Directions for this task »
Repeat every record exactly, omitting the pictures.

= = =

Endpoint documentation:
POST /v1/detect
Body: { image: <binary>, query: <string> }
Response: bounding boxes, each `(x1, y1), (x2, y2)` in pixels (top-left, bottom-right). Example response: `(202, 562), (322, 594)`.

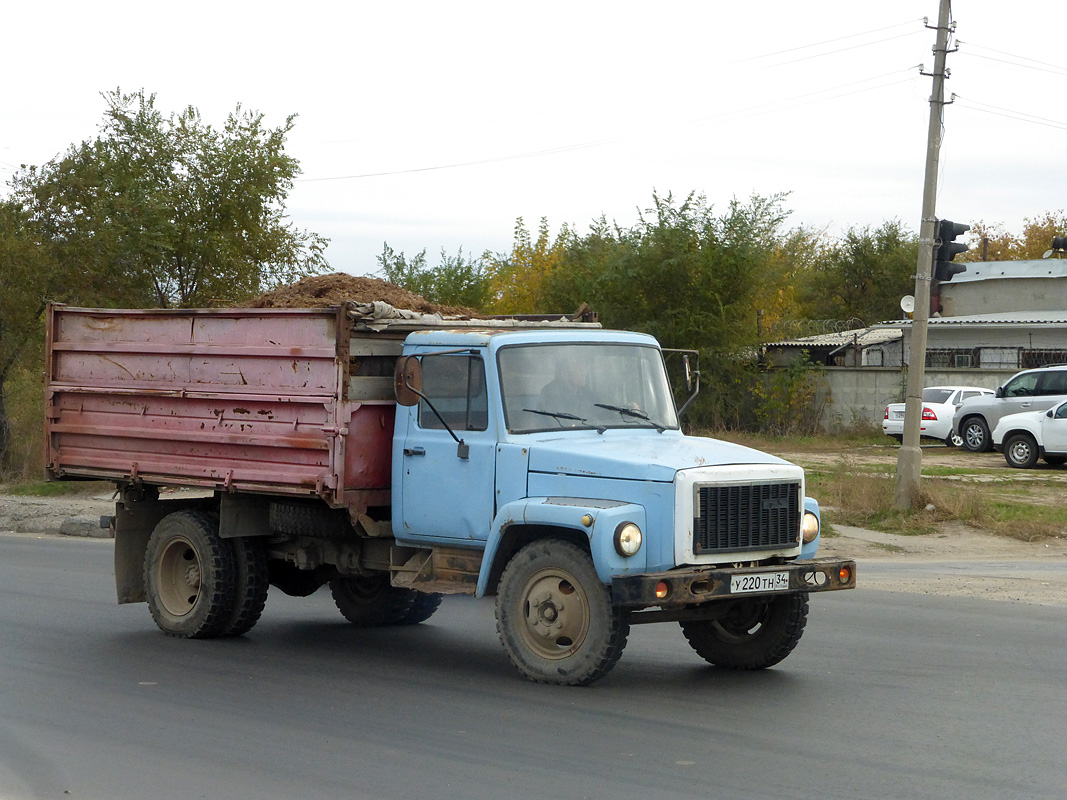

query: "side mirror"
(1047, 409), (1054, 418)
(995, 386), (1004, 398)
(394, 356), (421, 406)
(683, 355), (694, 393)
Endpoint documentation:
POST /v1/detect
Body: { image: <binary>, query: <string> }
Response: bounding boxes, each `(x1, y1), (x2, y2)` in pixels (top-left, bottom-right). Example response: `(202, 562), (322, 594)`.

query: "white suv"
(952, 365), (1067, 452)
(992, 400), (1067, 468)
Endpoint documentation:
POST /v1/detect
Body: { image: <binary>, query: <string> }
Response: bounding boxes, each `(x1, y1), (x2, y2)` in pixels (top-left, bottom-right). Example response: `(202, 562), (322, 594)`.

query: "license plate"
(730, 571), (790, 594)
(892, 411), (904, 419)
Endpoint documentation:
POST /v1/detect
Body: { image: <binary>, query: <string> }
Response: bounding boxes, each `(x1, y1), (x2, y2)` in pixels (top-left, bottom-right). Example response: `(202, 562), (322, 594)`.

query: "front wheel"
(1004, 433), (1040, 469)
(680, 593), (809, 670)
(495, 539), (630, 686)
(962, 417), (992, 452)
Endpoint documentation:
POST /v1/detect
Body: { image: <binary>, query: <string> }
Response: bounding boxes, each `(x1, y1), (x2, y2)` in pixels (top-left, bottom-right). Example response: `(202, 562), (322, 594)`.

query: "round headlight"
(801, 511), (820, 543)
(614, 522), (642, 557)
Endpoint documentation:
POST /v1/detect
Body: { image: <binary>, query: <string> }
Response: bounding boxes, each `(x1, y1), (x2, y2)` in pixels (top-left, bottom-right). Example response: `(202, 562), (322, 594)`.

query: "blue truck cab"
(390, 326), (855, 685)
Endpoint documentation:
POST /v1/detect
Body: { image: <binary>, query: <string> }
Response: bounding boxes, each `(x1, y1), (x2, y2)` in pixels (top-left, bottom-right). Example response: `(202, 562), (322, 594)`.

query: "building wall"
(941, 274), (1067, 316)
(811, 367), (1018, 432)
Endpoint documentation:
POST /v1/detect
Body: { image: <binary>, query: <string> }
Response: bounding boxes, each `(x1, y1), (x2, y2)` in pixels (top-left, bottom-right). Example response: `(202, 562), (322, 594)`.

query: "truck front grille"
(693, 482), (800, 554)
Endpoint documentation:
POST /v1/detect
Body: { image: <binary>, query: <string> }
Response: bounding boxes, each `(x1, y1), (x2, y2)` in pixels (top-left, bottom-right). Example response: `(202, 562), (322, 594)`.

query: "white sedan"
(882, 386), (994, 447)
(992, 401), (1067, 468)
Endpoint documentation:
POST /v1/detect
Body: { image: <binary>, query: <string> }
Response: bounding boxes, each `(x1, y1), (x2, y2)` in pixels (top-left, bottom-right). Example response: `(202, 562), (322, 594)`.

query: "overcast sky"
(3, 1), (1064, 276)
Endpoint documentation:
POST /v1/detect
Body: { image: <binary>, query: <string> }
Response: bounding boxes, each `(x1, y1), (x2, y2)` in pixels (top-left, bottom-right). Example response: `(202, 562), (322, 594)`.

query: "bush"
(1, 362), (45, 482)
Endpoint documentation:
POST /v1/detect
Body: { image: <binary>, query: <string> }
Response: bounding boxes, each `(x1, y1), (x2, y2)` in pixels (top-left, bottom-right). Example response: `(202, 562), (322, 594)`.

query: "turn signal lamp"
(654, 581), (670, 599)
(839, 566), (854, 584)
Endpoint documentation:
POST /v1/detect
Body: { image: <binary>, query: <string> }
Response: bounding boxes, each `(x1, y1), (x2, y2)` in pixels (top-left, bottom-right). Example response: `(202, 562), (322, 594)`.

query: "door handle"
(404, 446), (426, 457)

= = =

Result of the exercise »
Endpoint documentation:
POST /v1/detect
Body: { image: <binary>, query: <string> }
Response: bounding boxes, each `(x1, y1), (x2, y2)` in pixels (top-left, bottom-right). Example response: `(202, 562), (322, 594)`.


query: "side mirror"
(1047, 409), (1054, 418)
(995, 386), (1004, 398)
(394, 356), (421, 406)
(683, 355), (694, 393)
Endpoint documentation:
POST /v1/detect
Body: { image: <binary>, query: <string> }
Response: bounding boxes, each `(x1, y1), (x2, y2)` in pixels (top-left, bottom-right). Example response: `(202, 562), (322, 594)`.

query: "white suv"
(952, 365), (1067, 452)
(992, 400), (1067, 468)
Endpoint documentation:
POST /v1/detect
Body: { image: <binary>, query: <string> }
Response: bounding boxes, each `(x1, y1), (x2, y2)` in pixels (top-left, bottom-right). Example response: `(202, 562), (322, 594)`.

query: "license plate"
(730, 571), (790, 594)
(892, 411), (904, 419)
Endpoint documentation:
POST /v1/detect
Body: { image: <binary>, query: <string> }
Response: bounding boxes, each `(x1, y1), (x2, y2)` in pixels (top-left, bottom-right). Example response: `(202, 562), (322, 594)`.

query: "front wheel"
(1004, 433), (1040, 469)
(680, 593), (809, 670)
(495, 539), (630, 686)
(962, 417), (992, 452)
Endpoint documentation:
POST /v1/detect
Body: { image: <binary>, query: <string> }
Response: bounding boxes, each `(x1, y1), (x2, y2)` in pixels (top-left, bottom-right). Example response: `(202, 562), (322, 594)`.

query: "round headlight"
(801, 511), (820, 543)
(614, 522), (642, 557)
Endpoint documentation:
POST /v1/detect
Body: { image: <binary>, query: <string> }
Response: bounding boxes, each `(x1, y1), (x2, y2)` in pixels (top-left, bottom-right). Example response: `(202, 562), (322, 594)`.

query: "blue truck cab"
(390, 326), (855, 685)
Endpoint documentation:
POST /v1/detect
Body: { image: <binary>, query: <string> }
Response: bounding boxes, each `(x1, y1), (x2, y2)` in pixels (top-left, bottom-right). Example response: `(202, 562), (322, 594)`.

query: "building wall"
(941, 274), (1067, 316)
(811, 367), (1018, 432)
Endpoint documentation:
POST /v1/detect
Body: { image: <binary>, query: <string> }
Response: bounding boxes, each `(x1, y1), (x2, y2)` in pixels (top-left, bottom-right). Example response: `(202, 562), (322, 594)`.

query: "truck front grille"
(693, 482), (800, 554)
Endpoint documentation:
POST /v1/detect
Body: { image: <binary>, query: <string> }
Response: bounding boxes, each `(x1, y1), (x2, y2)` in pixels (top-left, bottom-right). Example response: `(202, 562), (322, 594)`.

query: "white sedan"
(882, 386), (994, 447)
(992, 401), (1067, 468)
Endpoint documentation:
POST /v1/detect
Body: { image: <binary>, query: <string> }
Response: bounding boxes, each `(x1, y1), (x2, y2)` in pixels (top-left, bottom-right). Example response: `(202, 562), (322, 594)`.

query: "overcast sky"
(3, 1), (1064, 276)
Endpoint documentation:
POST /v1/detect
Body: { image: <binary>, query: <string> }
Response: bounding boxes, each `(x1, y1), (x2, y2)` in pixels (top-left, bottom-right). Example response: `(202, 562), (322, 594)`.

query: "bush"
(1, 362), (45, 482)
Endpoint documentation:
POST /v1/detect
Body: { image: <binary>, query: <string> }
Response: bounding boxes, each `(x1, y1), (x2, y2)` in pixels (top-left, bottom-right). Example response: `(202, 562), (322, 594)`.

query: "turn signal lamp"
(654, 581), (670, 599)
(839, 566), (854, 584)
Endpoint documentation:
POST /v1/detect
Body: { image: <binary>, query: <string> }
Response: bounding boxes, each `(x1, y1), (x2, y2)` in pixels (top-left, bottom-right). Example response: `(202, 562), (322, 594)`.

query: "door handle"
(404, 446), (426, 457)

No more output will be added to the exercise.